>> Begin Extract to read
In your opinion, what are the most important challenges facing the community of City Heights today?
S: Chasing headlines instead of asking the community what they need. What services are needed to uplift communities of color? We are not doing a deep dive into the issues. We just move from one news incident to the next and without understanding the problem. Little Saigon Foundation conducted a community survey at the Lunar New Year festival on hate crimes against Asian communities. We wanted to understand the true impact beyond the headlines. We learned that many have witnessed or experienced the hate but do not report it.
I also worry that small businesses are moving out of City Heights. They could make more money in other business districts like North park, Adams Avenue, and Convoy if we don’t change the image of City Heights. We need to revitalize City Heights to not lose small businesses and provide more support for them. Also, family income needs to be lifted so they can support their community businesses.
What lessons have you learned throughout your efforts that you would like to pass on to others?
>> End Extract to read
Task to complete:
Can you carry the City Heights interview forward from its final line? The items that come next aren't needed.
>> Begin Entries
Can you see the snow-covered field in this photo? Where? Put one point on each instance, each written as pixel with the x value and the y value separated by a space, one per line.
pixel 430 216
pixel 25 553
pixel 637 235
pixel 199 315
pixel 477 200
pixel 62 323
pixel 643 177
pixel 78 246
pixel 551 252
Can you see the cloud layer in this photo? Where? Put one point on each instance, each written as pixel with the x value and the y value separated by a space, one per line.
>> End Entries
Response:
S: There are people with different perspectives. They may not agree with us and what we stand for, but that is the beauty of democracy. We just need to respect the difference and focus on the bigger picture. The bigger picture is a better City Heights.
What advice would you give youth in City Heights? Any encouraging words for our community families during this challenging time?
S: My advice is for them is to find their passion and find a way for their passion to give back to the community. What else is better than giving back to the community? Also, do not be afraid if you look different or speak differently. Share those differences with others and speak out on what you need and what you see. Do not be afraid of your accent. Call your elected officials if your voice needs to be heard.